▸ Exercise objective
Return, word for word, the line containing "Target: white pinstripe jersey" and every line after it through the last line of the records below.
[[ Data records, beginning ]]
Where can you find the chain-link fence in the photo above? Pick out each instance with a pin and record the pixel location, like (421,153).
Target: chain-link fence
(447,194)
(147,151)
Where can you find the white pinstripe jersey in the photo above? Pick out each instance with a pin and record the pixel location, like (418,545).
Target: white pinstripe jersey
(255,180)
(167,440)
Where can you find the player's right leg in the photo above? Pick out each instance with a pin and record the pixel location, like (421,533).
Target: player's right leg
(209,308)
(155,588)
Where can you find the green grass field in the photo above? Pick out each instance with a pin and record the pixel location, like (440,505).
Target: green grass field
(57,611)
[[ Data records, end ]]
▸ Answer area
Target: white pinstripe jersey
(255,180)
(167,440)
Where can you find the player's right leg in the photo above? Pick out each instance with a pin and record the pixel location, like (421,533).
Target: player's right leg
(209,308)
(155,588)
Where can you find the green grass field in the photo above? Pick out each instance with a pin and record the pixel location, like (440,505).
Target: green grass field
(57,611)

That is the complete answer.